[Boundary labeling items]
___

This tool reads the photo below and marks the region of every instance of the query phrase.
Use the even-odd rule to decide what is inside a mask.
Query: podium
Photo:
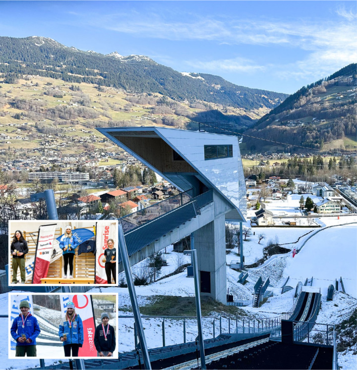
[[[71,279],[63,279],[61,277],[43,277],[41,284],[48,284],[50,285],[57,285],[58,284],[95,284],[94,279],[87,277],[73,277]]]

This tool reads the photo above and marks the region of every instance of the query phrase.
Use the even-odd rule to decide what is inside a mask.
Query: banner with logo
[[[78,356],[80,357],[96,357],[97,350],[94,345],[95,322],[92,297],[89,294],[68,294],[60,295],[62,316],[64,317],[67,303],[72,302],[75,307],[75,312],[82,319],[83,325],[84,341],[83,346],[79,348]]]
[[[97,222],[96,227],[97,252],[96,253],[95,283],[108,284],[105,272],[104,251],[108,248],[108,240],[114,241],[114,248],[118,251],[118,229],[117,222],[111,221]]]
[[[41,279],[47,276],[54,247],[54,239],[57,225],[46,225],[39,227],[35,253],[32,284],[41,284]]]
[[[87,240],[95,238],[94,233],[91,230],[88,229],[76,229],[73,230],[73,234],[75,234],[77,237],[78,238],[79,243],[83,243]],[[63,235],[59,237],[57,239],[54,240],[53,242],[53,249],[51,254],[51,260],[50,261],[50,264],[52,264],[55,261],[57,261],[59,258],[62,257],[62,250],[60,248],[60,241],[61,237]],[[91,251],[88,251],[87,252],[91,252]],[[34,263],[35,261],[35,257],[31,257],[26,261],[25,264],[25,273],[26,275],[25,280],[28,281],[29,280],[32,279],[32,274],[34,270]],[[21,279],[20,271],[20,269],[18,269],[17,271],[17,280],[20,280]],[[46,277],[46,276],[44,276]]]
[[[10,317],[10,324],[12,325],[13,320],[21,313],[20,311],[20,303],[22,301],[27,301],[30,306],[29,313],[33,315],[33,304],[32,303],[32,296],[29,294],[11,294],[9,295],[9,298],[10,299],[10,312],[9,316]],[[13,338],[9,334],[10,337],[10,348],[11,350],[16,349],[16,342],[14,340]]]

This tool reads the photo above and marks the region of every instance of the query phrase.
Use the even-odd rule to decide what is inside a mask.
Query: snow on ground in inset
[[[294,259],[288,259],[289,285],[313,276],[313,286],[326,295],[330,284],[342,277],[346,293],[357,298],[356,224],[322,230],[312,236]]]

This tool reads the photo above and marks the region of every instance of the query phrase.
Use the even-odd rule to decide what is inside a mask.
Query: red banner
[[[38,238],[35,255],[32,284],[41,284],[46,277],[54,247],[57,225],[46,225],[39,227]]]
[[[80,357],[95,357],[97,356],[97,350],[94,345],[96,327],[91,299],[90,295],[82,294],[73,296],[72,298],[76,312],[79,315],[83,325],[84,341],[83,346],[79,348],[78,356]]]

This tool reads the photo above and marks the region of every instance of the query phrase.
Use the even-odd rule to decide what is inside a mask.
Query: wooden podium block
[[[63,279],[60,277],[44,277],[41,279],[41,284],[48,284],[50,285],[56,285],[58,284],[94,284],[94,279],[88,278],[75,278],[72,279]]]

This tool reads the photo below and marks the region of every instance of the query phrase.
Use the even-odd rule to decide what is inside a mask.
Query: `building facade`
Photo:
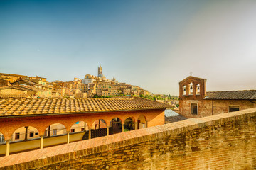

___

[Challenge]
Display each line of the material that contains the string "banner". Count only matches with the same case.

[Exercise solution]
Query: banner with logo
Query: red banner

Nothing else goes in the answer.